* **Directive**
Turn the entries below into a numbered list, starting at the line that contains "Outline guitar body below." and ending at the line that contains "243, 34, 368, 272". Omit blank lines, and leave the pictures out of your answer.

--- start of Data records ---

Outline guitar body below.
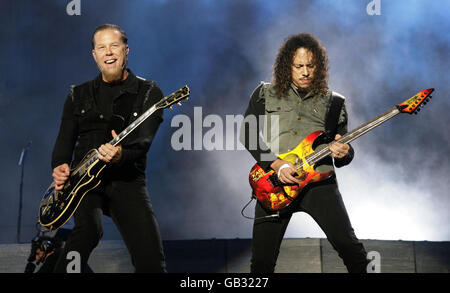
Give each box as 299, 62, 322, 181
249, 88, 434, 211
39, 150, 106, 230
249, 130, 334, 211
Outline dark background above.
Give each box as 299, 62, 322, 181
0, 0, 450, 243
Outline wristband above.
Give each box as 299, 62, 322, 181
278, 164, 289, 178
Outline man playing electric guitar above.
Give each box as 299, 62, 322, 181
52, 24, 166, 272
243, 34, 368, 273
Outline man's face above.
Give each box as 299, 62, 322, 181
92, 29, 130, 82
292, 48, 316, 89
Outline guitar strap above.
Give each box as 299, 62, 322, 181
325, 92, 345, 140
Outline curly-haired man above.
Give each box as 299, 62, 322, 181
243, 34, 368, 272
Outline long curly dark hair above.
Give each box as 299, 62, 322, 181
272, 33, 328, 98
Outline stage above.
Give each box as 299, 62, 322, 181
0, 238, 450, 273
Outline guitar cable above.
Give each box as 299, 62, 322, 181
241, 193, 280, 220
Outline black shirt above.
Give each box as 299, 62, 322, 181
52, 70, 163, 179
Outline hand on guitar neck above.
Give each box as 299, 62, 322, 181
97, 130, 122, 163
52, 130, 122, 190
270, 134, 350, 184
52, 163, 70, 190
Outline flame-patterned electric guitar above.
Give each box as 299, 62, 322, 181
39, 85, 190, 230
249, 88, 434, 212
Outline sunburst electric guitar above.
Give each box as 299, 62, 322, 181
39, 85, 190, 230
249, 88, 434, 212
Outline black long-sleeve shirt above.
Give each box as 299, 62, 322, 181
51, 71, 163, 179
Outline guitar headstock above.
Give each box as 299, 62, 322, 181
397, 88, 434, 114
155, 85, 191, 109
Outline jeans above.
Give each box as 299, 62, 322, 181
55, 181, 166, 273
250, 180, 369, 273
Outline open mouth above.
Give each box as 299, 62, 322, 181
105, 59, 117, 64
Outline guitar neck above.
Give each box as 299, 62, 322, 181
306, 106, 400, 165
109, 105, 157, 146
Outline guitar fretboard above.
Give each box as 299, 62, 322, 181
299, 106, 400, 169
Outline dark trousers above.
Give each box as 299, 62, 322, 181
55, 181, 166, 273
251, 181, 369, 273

--- end of Data records ---
--- start of Data records ---

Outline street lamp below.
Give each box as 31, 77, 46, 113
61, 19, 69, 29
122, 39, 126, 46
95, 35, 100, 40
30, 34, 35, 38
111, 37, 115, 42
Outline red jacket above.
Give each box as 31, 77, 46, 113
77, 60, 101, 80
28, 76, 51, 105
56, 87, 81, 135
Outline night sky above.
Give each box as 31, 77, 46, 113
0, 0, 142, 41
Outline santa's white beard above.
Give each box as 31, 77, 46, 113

--- end of Data records ---

* **Written response**
1. Outline guitar body below.
2. Give each box as 299, 62, 322, 181
3. 249, 88, 434, 211
4. 39, 150, 106, 230
5. 249, 130, 334, 211
6. Outline dark background above.
7. Give each box as 299, 62, 322, 181
8. 0, 0, 450, 243
9. Outline wristband above.
10. Give each box as 299, 62, 322, 181
11. 278, 164, 289, 178
12. Outline man playing electric guitar above.
13. Give each box as 299, 62, 322, 181
14. 52, 24, 166, 272
15. 243, 34, 368, 273
16. Outline man's face above.
17. Give each box as 299, 62, 322, 181
18. 92, 29, 130, 82
19. 292, 48, 316, 89
20. Outline guitar strap above.
21. Give each box as 299, 62, 322, 181
22. 325, 92, 345, 140
23. Outline curly-haired man above.
24. Give each box as 299, 62, 322, 181
25. 243, 34, 368, 272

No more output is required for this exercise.